══ MATERIAL PROVIDED ══

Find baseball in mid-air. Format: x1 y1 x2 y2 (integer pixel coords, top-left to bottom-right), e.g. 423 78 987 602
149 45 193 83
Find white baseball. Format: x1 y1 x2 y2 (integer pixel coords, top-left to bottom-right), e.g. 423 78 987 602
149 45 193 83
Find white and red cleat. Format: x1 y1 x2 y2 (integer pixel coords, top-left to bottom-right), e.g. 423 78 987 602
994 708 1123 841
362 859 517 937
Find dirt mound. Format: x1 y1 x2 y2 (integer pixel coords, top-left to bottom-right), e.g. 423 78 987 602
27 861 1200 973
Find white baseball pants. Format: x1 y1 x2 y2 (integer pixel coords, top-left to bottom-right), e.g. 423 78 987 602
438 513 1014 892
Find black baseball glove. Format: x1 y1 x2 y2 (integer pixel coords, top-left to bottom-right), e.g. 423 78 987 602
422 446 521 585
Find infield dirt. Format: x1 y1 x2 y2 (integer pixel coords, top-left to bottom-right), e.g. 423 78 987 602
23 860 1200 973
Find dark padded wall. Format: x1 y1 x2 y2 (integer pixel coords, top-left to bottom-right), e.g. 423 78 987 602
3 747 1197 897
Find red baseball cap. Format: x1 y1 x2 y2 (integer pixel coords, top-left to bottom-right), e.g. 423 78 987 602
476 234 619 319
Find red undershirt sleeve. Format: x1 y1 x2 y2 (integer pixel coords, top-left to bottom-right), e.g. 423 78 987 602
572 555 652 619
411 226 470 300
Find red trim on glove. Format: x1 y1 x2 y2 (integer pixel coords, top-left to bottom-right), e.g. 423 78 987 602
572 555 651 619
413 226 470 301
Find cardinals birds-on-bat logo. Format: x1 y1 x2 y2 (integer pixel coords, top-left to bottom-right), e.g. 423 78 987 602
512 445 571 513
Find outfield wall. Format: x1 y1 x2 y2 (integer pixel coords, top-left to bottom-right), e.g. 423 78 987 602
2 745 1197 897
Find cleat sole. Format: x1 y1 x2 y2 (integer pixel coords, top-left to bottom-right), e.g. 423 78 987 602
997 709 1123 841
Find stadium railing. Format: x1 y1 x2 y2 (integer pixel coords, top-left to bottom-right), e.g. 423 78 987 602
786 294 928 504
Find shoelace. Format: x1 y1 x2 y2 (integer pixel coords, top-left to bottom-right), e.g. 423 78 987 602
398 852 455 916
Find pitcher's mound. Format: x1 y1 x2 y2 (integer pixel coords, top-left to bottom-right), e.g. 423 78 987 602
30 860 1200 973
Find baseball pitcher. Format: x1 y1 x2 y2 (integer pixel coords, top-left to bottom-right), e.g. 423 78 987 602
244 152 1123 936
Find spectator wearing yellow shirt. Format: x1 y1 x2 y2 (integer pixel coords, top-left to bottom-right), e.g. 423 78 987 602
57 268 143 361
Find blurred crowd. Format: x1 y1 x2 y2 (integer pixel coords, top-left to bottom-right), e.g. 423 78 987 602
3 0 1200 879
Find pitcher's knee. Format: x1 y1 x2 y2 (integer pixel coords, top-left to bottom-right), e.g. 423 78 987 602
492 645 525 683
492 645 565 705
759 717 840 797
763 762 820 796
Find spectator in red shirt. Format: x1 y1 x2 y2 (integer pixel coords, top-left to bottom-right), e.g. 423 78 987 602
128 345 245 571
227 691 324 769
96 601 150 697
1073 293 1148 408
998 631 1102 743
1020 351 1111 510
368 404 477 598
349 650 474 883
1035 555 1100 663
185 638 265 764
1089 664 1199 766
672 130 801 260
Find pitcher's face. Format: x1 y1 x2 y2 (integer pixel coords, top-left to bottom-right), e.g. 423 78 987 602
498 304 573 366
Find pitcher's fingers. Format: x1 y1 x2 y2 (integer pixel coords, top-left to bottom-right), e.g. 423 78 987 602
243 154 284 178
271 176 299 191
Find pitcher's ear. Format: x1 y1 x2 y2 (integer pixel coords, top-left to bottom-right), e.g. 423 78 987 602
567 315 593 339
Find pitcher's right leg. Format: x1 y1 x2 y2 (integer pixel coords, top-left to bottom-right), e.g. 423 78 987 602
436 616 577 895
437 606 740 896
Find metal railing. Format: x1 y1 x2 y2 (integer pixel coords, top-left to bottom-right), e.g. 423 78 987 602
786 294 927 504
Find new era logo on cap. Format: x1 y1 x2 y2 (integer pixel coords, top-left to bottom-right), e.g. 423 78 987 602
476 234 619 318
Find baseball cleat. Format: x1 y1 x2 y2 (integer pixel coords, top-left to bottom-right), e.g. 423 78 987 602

═══

#### WORK ORDER
Take the line that contains "Find metal railing." and every line after it through the end of the listing above, and repeat them exactly.

#### RESPONSE FOR THIS EXERCISE
Find metal railing. Format: x1 y1 x2 y2 (integer pixel coords, top-left to bottom-right), e.g. 423 78 987 602
786 294 927 504
Find new era logo on cap. Format: x1 y1 x2 y2 (integer pixel coords, top-left to bottom-right), e.g. 423 78 987 602
476 234 619 318
Find baseball cleat. Format: x1 y1 x2 y2 (integer pixel coords, top-left to bottom-right), e.g. 423 78 987 602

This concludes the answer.